-------- RECORDS PROVIDED

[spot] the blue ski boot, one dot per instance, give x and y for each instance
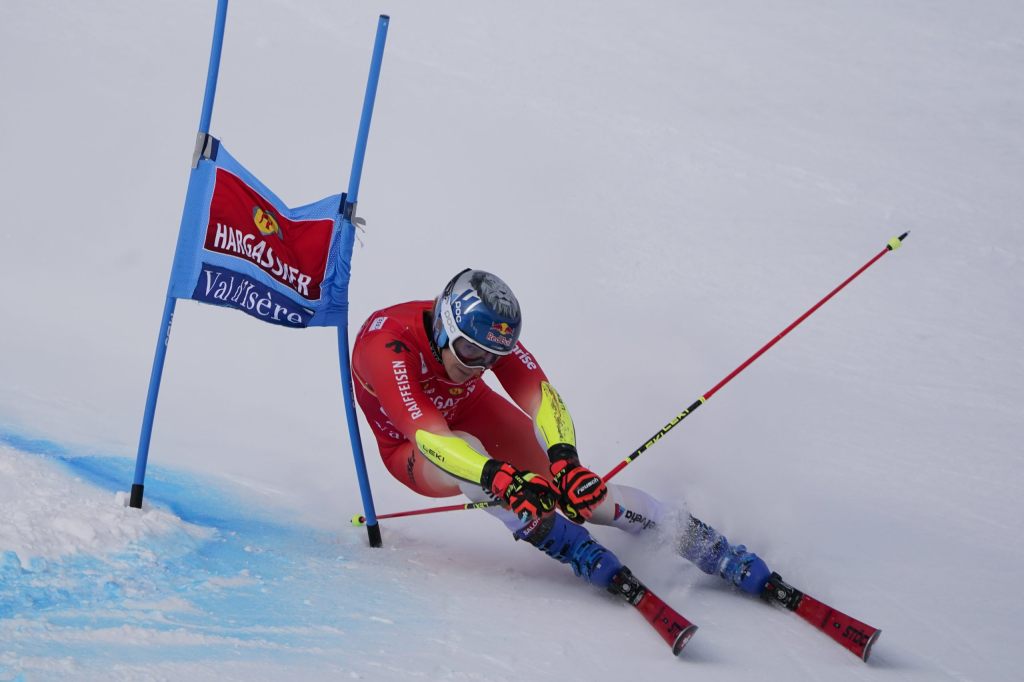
(744, 569)
(571, 544)
(712, 553)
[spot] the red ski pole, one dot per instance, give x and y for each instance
(892, 245)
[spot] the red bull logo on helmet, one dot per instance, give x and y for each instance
(502, 333)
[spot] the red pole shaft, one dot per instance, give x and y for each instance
(891, 246)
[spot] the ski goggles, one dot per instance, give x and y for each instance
(471, 355)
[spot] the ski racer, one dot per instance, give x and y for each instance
(442, 431)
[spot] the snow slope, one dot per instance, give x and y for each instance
(666, 186)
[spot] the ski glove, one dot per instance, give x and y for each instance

----------------

PROBLEM REQUIREMENTS: Please copy every line above word for word, leaving out the picture.

REPLY TO THE TASK:
[spot] the blue ski boot, one dot per instance, give x and y for each instance
(744, 569)
(571, 544)
(712, 553)
[spot] the red ski pole, one dot per instance, give x and y for each instance
(892, 245)
[spot] the red bull logo on helmet, one dot per instance, give x and y for each instance
(502, 333)
[spot] the red pole shaft, one dot per instance, give x and y for each instance
(891, 246)
[spot] the ski goggles, one dot per instance, give x and y for each instance
(471, 355)
[spot] the ski racer, one dot per instance, give x and y for each instance
(442, 431)
[spot] the snow slope, one dot per instance, give x and y for each instance
(666, 186)
[spot] the ski glove, one dot per instance, give x and y for each instance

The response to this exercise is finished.